The entries below are to be written out again without alteration.
########################################
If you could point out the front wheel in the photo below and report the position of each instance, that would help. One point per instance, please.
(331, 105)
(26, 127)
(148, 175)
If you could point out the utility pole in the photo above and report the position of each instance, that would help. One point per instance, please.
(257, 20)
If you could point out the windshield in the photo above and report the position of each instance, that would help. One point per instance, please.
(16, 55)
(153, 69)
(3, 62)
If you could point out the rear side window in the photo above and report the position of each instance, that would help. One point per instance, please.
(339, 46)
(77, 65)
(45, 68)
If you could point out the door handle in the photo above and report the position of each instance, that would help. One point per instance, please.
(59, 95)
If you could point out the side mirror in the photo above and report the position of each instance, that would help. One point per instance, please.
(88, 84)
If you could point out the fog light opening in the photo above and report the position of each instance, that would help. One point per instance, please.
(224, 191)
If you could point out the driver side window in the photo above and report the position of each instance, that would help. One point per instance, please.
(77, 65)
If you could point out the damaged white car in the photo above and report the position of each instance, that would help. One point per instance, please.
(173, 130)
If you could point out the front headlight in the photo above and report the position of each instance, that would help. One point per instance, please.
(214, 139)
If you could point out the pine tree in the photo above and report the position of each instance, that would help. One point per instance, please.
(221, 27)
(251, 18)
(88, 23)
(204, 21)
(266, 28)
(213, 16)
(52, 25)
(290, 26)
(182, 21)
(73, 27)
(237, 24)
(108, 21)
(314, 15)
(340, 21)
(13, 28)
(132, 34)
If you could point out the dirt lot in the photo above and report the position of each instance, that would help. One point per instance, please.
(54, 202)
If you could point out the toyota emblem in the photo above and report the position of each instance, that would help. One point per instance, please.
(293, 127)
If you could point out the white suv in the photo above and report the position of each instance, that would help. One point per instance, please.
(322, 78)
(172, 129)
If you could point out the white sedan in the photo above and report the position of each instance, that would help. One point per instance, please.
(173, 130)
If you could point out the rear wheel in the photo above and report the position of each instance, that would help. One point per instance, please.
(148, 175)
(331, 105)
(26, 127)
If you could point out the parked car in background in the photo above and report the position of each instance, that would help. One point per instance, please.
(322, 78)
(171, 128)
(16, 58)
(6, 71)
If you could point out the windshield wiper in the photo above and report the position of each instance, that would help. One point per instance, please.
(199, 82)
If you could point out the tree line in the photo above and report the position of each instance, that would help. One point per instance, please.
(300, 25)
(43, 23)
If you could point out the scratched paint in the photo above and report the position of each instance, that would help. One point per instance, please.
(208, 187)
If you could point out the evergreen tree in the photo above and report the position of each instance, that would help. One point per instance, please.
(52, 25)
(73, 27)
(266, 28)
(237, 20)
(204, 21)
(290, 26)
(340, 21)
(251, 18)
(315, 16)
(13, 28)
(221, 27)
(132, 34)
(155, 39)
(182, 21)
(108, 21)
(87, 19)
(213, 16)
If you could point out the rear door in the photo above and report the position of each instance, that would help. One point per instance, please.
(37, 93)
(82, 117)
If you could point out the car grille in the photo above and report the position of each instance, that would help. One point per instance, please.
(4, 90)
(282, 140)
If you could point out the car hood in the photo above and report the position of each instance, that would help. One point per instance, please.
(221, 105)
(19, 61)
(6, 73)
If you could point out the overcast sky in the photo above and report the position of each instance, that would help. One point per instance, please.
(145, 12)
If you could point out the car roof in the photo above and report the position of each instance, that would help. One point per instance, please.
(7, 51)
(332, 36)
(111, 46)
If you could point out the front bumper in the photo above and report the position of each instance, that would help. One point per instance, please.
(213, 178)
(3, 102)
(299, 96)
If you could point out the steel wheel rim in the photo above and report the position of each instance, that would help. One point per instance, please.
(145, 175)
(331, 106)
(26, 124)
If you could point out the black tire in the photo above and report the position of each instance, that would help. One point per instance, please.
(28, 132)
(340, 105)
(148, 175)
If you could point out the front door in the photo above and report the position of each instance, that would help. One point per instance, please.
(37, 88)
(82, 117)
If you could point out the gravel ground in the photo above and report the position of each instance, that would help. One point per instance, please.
########################################
IN RESPONSE:
If you could point out the front wheel in the photo below and report the position of each instance, that would help. One point per instance, please.
(331, 105)
(26, 127)
(148, 175)
If you could point out the utility pole in the photo above and report the position of each instance, that would help. One point per instance, please.
(257, 20)
If you could point out the windshield in the photo above and report the position of each instance, that would help. One point per instance, please.
(16, 55)
(153, 69)
(3, 62)
If you could point out the rear side window in the photo above and report the position of each instance, that would help. One point per instance, please.
(339, 46)
(77, 65)
(45, 68)
If you could point out the door handle in the photo above and report the position of each instance, that would help. One point per instance, please.
(59, 95)
If you could point out the side mirror in the photo above and report the position of each instance, that would help. One point per instance, please.
(88, 84)
If you could point out the fog light opening in the photo above and report the position of each instance, that would help. One point per instance, please.
(224, 191)
If you could point out the driver side window in the photo above and report the position of each instance, that would help. One point per instance, please.
(77, 65)
If you could point out the damaged white car in the photo above and report the position of each instance, that would help. One point per instance, please.
(173, 130)
If you could point out the front headlight in the photo above and report the position of each instance, that would help. One point per instance, please.
(214, 139)
If you could point out the pine tree in the photo above and report the position of each instance, that would help. One point per instance, please.
(221, 27)
(251, 18)
(88, 23)
(204, 21)
(266, 28)
(213, 16)
(52, 25)
(290, 26)
(182, 21)
(73, 27)
(237, 24)
(108, 21)
(314, 15)
(340, 21)
(13, 28)
(132, 34)
If you could point out the dirt lot in the photo above and report the position of each instance, that would help. One point per instance, please.
(54, 202)
If you could point out the toyota emblem in the photo above and report the position of each instance, that would help. One point per instance, please.
(293, 127)
If you could point out the white suv in the photo above and report the position of each instance, that would help. One point per instance, please.
(322, 78)
(172, 129)
If you could point out the white sedan in the photo above and report the position of each instance, that would help. One point per instance, please.
(173, 130)
If you could point out the rear wheel in the photo above and report the position of each instance, that would help. One point per instance, please.
(148, 175)
(331, 105)
(26, 127)
If you could point out the parked car in background in the photo above and report the position of each instance, that would help. One point per instance, please.
(322, 78)
(171, 128)
(16, 58)
(6, 71)
If you could point out the windshield wiper in the photo above and report the position of each instance, that would help. One point per instance, please.
(199, 82)
If you could point out the tree line in the photo above and report the position of each instance, that would help. One point per instance, please.
(300, 25)
(43, 23)
If you could point out the scratched paint in the photo above and report the position of each instance, that would help. One point per instance, please.
(208, 187)
If you could point out the evergreen tree in the photo above and report the position of each instance, that would help. One point per instance, please.
(52, 25)
(73, 27)
(266, 28)
(237, 20)
(204, 21)
(290, 26)
(340, 21)
(251, 18)
(315, 16)
(13, 28)
(221, 27)
(132, 34)
(155, 39)
(182, 21)
(108, 21)
(87, 19)
(213, 16)
If you could point out the rear door in the photo above and report the position of each instance, that would help. One point per instance, please.
(37, 93)
(82, 117)
If you could point out the car grille in the photo above and report the position of each instance, that would help. One point per instance, please.
(4, 90)
(282, 140)
If you could point out the car hood in the photo above and report the position of each instance, that would help. One point per instance, please.
(221, 105)
(19, 61)
(6, 73)
If you could point out the overcast sky in the photo above and report the position of each instance, that would help. One point per instance, please.
(145, 12)
If you could point out the car roof in the photo above and report the position of each instance, that would help. One point per instance, please.
(7, 51)
(332, 36)
(111, 46)
If you could point out the front bumper in the photo above and report the position of each instance, that would help. One point per instance, please.
(213, 178)
(3, 102)
(299, 96)
If you could point out the steel wheel rim in the photo above and report the position of each instance, that would help. One point per instance, please.
(145, 175)
(331, 106)
(26, 124)
If you could point out the black tire in the photo above and report the position of each instance, that would help. One point per instance, please.
(28, 132)
(340, 105)
(148, 175)
If you could point out the front door in the photo above and report the position of each instance, that would help. One point per instance, please.
(37, 88)
(82, 117)
If you could point out the gravel ground in the photo above and report the position of each instance, that would help. One point per instance, please.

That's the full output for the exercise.